* **EXERCISE PROMPT**:
Your response should consist of the data that follows, repeated in full without alteration.

* **RECORD SET**:

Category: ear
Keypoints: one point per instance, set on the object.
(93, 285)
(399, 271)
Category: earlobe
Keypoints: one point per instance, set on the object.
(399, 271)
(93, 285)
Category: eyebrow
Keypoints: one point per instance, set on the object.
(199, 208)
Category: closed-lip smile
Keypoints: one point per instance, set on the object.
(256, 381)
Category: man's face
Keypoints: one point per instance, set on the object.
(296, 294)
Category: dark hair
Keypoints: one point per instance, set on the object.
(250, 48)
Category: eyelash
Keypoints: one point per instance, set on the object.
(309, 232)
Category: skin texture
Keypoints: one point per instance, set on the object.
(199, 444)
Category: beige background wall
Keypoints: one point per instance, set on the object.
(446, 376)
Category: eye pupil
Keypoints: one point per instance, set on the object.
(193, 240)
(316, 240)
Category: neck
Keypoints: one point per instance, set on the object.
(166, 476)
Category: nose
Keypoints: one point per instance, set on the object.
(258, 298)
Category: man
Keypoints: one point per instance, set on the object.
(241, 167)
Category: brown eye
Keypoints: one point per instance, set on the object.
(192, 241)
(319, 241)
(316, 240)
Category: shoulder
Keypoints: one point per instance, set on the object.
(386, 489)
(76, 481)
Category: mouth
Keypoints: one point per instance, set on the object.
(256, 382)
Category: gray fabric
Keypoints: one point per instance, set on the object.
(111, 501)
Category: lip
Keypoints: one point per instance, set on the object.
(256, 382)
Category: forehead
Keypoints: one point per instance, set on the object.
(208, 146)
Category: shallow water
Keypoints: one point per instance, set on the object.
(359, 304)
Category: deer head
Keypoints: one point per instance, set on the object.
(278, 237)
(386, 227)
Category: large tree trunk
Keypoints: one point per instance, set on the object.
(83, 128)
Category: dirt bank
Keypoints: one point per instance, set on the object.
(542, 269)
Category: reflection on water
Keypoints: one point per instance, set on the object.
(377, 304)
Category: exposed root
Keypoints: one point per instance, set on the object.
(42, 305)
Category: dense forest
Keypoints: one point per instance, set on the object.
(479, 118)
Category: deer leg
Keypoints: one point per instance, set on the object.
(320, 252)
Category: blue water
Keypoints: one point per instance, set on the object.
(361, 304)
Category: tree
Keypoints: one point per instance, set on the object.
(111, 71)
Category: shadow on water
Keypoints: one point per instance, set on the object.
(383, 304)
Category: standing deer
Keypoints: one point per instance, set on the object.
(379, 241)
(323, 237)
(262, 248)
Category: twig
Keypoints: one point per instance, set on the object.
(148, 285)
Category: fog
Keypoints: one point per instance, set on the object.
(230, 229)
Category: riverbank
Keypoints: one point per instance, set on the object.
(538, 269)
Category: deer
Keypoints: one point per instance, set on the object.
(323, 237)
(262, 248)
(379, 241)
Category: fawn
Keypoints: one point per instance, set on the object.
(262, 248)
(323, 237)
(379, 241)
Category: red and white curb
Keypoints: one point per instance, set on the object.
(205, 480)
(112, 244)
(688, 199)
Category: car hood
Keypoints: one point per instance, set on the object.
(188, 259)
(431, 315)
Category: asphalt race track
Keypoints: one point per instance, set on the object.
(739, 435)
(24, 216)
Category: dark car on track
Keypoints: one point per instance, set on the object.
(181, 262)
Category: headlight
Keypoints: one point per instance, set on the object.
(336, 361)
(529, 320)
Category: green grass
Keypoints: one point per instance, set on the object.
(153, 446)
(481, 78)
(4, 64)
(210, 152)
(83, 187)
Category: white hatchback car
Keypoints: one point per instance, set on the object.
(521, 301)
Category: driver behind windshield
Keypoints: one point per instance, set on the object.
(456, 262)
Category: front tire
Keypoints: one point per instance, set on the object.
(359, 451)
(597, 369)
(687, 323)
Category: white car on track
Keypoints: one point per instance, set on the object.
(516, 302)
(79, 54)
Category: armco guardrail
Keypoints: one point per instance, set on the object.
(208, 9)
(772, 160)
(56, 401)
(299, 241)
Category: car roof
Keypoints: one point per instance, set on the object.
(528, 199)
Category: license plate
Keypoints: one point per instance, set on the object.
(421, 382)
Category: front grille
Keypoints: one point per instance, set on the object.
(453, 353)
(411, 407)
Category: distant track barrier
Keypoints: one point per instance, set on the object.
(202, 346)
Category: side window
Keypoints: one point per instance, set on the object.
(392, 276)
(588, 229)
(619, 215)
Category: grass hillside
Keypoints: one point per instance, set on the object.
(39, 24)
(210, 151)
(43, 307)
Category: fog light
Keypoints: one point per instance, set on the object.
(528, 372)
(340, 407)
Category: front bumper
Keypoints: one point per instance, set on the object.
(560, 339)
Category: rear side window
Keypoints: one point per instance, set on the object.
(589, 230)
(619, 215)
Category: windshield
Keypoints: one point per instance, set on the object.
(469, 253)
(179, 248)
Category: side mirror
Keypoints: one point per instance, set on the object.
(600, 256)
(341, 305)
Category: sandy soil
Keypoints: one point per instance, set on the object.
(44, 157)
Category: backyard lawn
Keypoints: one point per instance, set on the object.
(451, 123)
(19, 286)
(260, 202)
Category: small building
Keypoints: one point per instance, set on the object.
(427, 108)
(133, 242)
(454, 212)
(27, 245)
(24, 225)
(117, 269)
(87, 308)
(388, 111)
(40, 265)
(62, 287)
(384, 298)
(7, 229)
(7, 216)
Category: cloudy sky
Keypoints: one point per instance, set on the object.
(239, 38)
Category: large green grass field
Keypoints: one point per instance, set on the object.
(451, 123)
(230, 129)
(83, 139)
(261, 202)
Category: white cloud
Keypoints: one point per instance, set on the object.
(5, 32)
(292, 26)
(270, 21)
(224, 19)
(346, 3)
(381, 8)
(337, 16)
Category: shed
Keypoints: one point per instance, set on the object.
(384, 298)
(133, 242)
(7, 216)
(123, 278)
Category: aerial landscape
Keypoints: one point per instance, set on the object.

* **THE COMPLETED TASK**:
Category: ear
Keypoints: one point per instance, set on the object.
(93, 285)
(399, 271)
Category: earlobe
Keypoints: one point per instance, set on the object.
(399, 271)
(93, 285)
Category: eyebrow
Keypoints: one point per instance, set on the object.
(199, 208)
Category: closed-lip smile
Keypoints: one point per instance, set on the object.
(256, 381)
Category: man's face
Keypoints: one point per instance, set on the object.
(296, 294)
Category: dark hair
Keypoints: one point per instance, set on the object.
(250, 48)
Category: eyelash
Keypoints: one point per instance, set on the object.
(309, 232)
Category: skin texture
Keypoints: one point per instance, set on the object.
(199, 444)
Category: beige background wall
Keypoints: one point per instance, set on the object.
(446, 376)
Category: eye pupil
Keypoints: one point per instance, set on the object.
(193, 240)
(316, 240)
Category: neck
Keypoints: one point per instance, set on the object.
(166, 476)
Category: nose
Keypoints: one point per instance, set on the object.
(258, 298)
Category: man
Keypoints: one point per instance, set on the object.
(241, 167)
Category: brown eye
Keypoints: one point per instance, set on the object.
(192, 241)
(319, 241)
(316, 240)
Category: shoulder
Keypoints: one point per instance, set on the object.
(386, 489)
(76, 481)
Category: mouth
Keypoints: one point per instance, set on the object.
(256, 382)
Category: gray fabric
Keypoints: one point per instance, set on the object.
(111, 501)
Category: lip
Keypoints: one point per instance, set on the object.
(256, 382)
Category: forehead
Keypoints: one point per instance, set on the object.
(208, 146)
Category: shallow water
Keypoints: one point per instance, set on the object.
(359, 304)
Category: deer head
Keypoints: one point per instance, set on the object.
(278, 237)
(386, 227)
Category: large tree trunk
Keypoints: one point per instance, set on the object.
(83, 128)
Category: dirt bank
Keypoints: one point per instance, set on the object.
(542, 269)
Category: reflection on water
Keypoints: one point per instance, set on the object.
(377, 304)
Category: exposed root
Keypoints: one point per instance, set on the object.
(42, 305)
Category: dense forest
Keypoints: one point per instance, set on the object.
(479, 118)
Category: deer leg
Keypoints: one point per instance, set on the object.
(320, 252)
Category: blue water
Keypoints: one point per instance, set on the object.
(361, 304)
Category: tree
Keypoints: one point per instance, set on the object.
(111, 71)
Category: shadow on water
Keypoints: one point per instance, set on the object.
(383, 304)
Category: standing deer
Keypoints: one point per instance, set on the object.
(379, 241)
(323, 237)
(262, 248)
Category: twig
Keypoints: one point per instance, set on the object.
(148, 285)
Category: fog
Keypoints: one point per instance, set on the object.
(230, 229)
Category: riverbank
Keypoints: one point per instance, set on the object.
(538, 269)
Category: deer
Keypoints: one point per instance, set on the object.
(323, 237)
(262, 248)
(379, 241)
Category: fawn
Keypoints: one point per instance, set on the object.
(262, 248)
(323, 237)
(379, 241)
Category: red and white curb
Keypoints: one point per instance, set on the object.
(205, 480)
(112, 244)
(688, 199)
Category: car hood
Keypoints: one point per instance, set on the object.
(188, 259)
(431, 315)
Category: asphalt race track
Keypoints: one point per instance, set on the object.
(739, 435)
(24, 216)
Category: dark car on track
Keypoints: one point per instance, set on the object.
(181, 262)
Category: headlight
Keypoints: one point per instance, set on the object.
(336, 361)
(529, 320)
Category: green grass
Keypoints: one point per instance, set on the object.
(153, 446)
(481, 78)
(4, 64)
(210, 152)
(83, 187)
Category: white hatchback car
Keypoints: one point per instance, set on the object.
(521, 301)
Category: driver behind windshield
Keypoints: one point per instance, set on the object.
(456, 262)
Category: front tire
Keypoints: one point per instance, set on the object.
(359, 451)
(597, 369)
(687, 323)
Category: white car on track
Keypoints: one point per instance, set on the object.
(516, 302)
(79, 54)
Category: armco guardrail
Keypoints: one point per instance, set on the object.
(208, 9)
(772, 160)
(56, 401)
(299, 241)
Category: car roof
Keypoints: one point per instance, set on the object.
(528, 199)
Category: license plate
Keypoints: one point per instance, set on the object.
(421, 382)
Category: front grille
Keypoints: one point per instance, set on the object.
(453, 353)
(411, 407)
Category: distant track barrier
Keypoints: one point per instance, set on the object.
(202, 346)
Category: side window
Keypoints: one point per instance, set on the object.
(392, 276)
(588, 229)
(619, 215)
Category: grass hillside
Keypoints: one point per instance, set on the object.
(39, 24)
(210, 151)
(43, 307)
Category: fog light
Keypoints: one point per instance, set on the object.
(528, 372)
(340, 407)
Category: front bumper
Keypoints: one point per instance, set on the object.
(560, 339)
Category: rear side window
Keypoints: one point per instance, set on the object.
(589, 230)
(619, 215)
Category: windshield
Keypoints: one point per instance, set on the object.
(469, 253)
(179, 248)
Category: side mirror
Keypoints: one point per instance, set on the object.
(600, 256)
(341, 305)
Category: sandy soil
Keypoints: one point per instance, set on the object.
(44, 157)
Category: backyard lawn
Keypoints: one point per instance, set on the object.
(451, 123)
(19, 286)
(260, 202)
Category: small building
Keypoints: one point per instance, set on the object.
(427, 108)
(133, 242)
(454, 212)
(27, 245)
(24, 225)
(117, 269)
(87, 308)
(388, 111)
(40, 265)
(62, 287)
(384, 298)
(7, 229)
(7, 216)
Category: cloudy sky
Keypoints: one point per instance, set on the object.
(239, 38)
Category: large green grass field
Keypoints: one point per instance, set on the object.
(451, 123)
(230, 129)
(83, 139)
(261, 202)
Category: white cloud
Keypoints: one point per instance, set on the object.
(5, 32)
(292, 26)
(270, 21)
(224, 19)
(346, 3)
(381, 8)
(337, 16)
Category: shed
Keypoints: one point per instance, set on the object.
(384, 298)
(133, 242)
(7, 216)
(123, 278)
Category: aerial landscape
Keypoints: one point per instance, set on the object.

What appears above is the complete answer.